### Task directions:
Gather every line in the listing below that contains the word "bokeh", and copy each one unchanged.

--- BEGIN ---

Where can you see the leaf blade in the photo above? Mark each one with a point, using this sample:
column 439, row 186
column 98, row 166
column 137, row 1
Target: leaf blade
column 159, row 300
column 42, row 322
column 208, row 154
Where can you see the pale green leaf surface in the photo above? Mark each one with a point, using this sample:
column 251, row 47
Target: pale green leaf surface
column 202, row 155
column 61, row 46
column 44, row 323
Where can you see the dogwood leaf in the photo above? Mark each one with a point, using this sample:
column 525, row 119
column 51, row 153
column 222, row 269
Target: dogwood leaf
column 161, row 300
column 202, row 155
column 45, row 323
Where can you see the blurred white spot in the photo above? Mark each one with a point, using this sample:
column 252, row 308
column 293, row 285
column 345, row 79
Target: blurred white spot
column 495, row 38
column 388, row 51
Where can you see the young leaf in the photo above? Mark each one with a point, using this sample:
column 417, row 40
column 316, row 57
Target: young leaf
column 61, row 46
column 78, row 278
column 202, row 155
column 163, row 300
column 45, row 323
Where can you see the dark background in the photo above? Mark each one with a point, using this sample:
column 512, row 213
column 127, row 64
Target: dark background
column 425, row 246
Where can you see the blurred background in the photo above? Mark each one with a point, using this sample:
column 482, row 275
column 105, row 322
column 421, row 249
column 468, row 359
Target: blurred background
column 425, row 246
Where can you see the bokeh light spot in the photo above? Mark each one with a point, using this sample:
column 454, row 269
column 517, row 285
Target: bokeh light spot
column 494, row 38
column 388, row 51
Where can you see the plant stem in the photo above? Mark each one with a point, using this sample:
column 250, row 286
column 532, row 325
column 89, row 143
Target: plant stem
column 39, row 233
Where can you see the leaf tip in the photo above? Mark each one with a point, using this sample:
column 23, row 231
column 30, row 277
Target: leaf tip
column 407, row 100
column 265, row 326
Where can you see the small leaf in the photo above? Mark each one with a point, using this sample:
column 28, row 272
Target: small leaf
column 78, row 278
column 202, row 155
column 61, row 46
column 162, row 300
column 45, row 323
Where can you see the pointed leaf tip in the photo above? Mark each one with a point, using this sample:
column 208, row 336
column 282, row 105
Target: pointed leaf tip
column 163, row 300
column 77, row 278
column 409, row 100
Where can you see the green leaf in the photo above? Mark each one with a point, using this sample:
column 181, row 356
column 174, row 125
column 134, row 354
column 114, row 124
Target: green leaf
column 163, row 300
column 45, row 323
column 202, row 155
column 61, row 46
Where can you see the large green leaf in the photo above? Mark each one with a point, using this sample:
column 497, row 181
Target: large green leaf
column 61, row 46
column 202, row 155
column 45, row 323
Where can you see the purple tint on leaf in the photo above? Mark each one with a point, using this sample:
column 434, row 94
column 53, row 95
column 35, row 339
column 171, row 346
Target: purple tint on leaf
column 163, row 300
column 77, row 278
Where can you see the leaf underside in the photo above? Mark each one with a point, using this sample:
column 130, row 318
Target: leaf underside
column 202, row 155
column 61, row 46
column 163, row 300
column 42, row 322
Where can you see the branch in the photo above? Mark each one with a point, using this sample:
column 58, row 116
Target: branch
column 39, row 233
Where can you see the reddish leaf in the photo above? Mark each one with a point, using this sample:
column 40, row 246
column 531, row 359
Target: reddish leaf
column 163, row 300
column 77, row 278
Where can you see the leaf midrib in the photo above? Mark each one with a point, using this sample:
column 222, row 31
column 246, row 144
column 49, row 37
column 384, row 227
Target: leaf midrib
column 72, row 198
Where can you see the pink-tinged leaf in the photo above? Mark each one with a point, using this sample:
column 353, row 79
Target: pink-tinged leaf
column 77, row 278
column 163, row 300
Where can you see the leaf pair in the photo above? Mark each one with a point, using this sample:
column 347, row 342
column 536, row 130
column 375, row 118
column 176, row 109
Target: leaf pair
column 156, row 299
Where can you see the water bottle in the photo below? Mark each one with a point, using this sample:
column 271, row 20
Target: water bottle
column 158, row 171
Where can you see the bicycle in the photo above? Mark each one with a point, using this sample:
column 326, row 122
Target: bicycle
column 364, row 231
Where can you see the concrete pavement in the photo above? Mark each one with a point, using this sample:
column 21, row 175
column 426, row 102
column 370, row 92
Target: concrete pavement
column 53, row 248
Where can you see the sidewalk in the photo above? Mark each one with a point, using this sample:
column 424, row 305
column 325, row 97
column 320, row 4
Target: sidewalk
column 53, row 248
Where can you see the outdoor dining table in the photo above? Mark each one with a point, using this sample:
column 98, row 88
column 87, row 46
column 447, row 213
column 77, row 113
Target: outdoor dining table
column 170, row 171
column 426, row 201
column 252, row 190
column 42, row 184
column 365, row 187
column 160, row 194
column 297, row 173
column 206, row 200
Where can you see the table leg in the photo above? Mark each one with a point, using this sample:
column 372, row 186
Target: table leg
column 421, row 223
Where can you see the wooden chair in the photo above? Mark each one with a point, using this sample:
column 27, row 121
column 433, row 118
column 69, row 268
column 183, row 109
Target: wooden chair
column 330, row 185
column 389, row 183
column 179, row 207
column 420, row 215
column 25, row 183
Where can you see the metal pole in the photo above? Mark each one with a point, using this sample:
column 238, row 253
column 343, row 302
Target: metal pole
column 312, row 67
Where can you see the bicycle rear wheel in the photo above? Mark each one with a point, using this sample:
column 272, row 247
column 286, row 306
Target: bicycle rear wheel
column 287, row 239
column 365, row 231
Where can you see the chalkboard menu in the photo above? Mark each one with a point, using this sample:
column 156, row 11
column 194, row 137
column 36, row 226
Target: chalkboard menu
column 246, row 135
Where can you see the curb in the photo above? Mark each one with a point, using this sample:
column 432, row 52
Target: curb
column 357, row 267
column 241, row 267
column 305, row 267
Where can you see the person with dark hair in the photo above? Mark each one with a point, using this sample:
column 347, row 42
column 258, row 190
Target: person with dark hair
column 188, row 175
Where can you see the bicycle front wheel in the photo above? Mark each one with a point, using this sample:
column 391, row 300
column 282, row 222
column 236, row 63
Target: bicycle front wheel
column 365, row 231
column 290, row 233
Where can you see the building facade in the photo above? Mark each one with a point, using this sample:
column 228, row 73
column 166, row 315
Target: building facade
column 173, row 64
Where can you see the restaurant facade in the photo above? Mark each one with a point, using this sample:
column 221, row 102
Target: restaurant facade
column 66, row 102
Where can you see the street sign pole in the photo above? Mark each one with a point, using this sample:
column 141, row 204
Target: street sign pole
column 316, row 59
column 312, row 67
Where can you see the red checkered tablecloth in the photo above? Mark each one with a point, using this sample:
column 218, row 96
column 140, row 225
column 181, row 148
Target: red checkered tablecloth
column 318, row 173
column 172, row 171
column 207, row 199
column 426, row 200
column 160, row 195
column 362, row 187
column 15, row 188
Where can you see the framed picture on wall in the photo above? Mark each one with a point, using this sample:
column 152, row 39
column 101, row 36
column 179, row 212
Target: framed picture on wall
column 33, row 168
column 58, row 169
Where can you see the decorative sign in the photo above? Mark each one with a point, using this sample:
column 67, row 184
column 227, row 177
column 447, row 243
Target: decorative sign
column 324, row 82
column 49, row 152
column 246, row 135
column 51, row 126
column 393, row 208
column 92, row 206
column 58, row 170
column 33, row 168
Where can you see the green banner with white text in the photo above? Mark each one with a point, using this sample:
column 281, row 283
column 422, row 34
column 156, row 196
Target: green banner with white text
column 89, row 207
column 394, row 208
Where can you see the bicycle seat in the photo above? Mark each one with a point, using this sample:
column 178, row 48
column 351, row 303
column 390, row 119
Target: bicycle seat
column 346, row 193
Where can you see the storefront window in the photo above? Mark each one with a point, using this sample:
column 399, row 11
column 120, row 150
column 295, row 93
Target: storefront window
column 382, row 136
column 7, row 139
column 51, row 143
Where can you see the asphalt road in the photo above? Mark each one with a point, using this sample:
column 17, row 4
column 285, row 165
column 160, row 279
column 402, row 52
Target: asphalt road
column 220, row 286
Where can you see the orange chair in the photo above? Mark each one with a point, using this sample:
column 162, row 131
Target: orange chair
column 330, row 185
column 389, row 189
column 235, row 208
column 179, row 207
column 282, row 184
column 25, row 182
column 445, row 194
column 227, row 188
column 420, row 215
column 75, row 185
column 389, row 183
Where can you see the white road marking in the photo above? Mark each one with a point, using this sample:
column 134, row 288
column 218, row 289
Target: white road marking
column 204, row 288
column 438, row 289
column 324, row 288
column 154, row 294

--- END ---
--- BEGIN ---

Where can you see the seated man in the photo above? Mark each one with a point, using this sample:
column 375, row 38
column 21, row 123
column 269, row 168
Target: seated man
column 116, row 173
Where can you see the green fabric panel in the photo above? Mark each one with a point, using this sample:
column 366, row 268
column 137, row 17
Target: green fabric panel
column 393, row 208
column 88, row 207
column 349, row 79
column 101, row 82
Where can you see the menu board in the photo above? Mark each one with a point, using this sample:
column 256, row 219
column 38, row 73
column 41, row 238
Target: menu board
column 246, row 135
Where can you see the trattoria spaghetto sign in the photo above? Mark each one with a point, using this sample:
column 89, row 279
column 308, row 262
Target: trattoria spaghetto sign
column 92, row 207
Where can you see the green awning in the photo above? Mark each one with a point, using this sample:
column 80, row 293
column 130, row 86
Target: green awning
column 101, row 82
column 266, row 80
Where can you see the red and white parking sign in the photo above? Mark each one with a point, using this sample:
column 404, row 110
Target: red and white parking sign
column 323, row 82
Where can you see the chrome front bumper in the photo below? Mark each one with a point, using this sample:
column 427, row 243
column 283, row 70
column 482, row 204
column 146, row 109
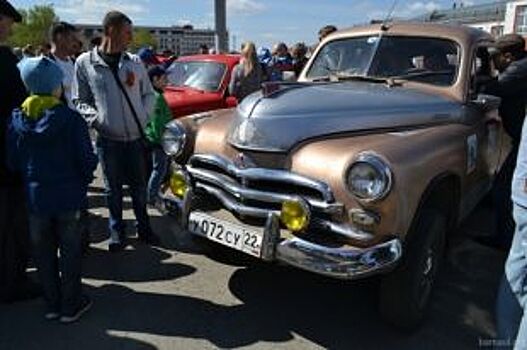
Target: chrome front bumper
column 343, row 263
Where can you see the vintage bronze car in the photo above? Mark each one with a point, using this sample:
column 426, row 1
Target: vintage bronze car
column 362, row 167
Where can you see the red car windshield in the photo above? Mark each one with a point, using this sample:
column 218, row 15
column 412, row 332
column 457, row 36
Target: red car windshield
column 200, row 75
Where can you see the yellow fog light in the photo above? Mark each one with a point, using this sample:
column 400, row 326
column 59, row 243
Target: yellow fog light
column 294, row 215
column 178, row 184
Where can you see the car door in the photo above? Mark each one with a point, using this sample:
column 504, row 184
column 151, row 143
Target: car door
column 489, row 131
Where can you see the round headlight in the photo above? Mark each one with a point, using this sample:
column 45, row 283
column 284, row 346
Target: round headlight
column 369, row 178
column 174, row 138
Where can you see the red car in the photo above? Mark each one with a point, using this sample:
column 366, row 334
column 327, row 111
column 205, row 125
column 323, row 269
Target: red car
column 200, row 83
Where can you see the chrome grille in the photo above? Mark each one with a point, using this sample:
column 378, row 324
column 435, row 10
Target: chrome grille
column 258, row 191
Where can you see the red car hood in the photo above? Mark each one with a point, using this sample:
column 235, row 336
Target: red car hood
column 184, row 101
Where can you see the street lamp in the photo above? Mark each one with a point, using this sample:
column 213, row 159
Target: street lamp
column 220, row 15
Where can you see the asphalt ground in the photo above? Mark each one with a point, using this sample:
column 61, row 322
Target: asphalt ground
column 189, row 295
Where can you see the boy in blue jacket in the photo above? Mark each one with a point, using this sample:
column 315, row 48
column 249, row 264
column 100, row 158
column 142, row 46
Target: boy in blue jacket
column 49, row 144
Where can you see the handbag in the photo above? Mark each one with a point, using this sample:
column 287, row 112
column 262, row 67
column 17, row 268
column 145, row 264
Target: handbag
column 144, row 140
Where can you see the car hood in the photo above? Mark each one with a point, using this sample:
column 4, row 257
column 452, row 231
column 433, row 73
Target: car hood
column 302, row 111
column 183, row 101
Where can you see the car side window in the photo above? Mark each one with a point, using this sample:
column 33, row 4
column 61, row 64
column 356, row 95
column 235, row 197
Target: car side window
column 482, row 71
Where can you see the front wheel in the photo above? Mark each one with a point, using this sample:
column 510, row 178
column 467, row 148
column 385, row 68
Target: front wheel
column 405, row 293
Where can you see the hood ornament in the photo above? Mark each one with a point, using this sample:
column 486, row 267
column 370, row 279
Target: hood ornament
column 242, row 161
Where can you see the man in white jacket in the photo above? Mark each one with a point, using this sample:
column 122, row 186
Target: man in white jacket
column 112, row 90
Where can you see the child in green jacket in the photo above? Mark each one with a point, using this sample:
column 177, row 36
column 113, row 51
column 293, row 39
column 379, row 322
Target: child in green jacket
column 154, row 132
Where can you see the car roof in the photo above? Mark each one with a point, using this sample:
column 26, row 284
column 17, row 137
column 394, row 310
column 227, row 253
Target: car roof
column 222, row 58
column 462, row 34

--- END ---

### Worked answer:
Where can you see the bokeh light spot in the photo above? Mark each one with a point, using this sample:
Target: bokeh light spot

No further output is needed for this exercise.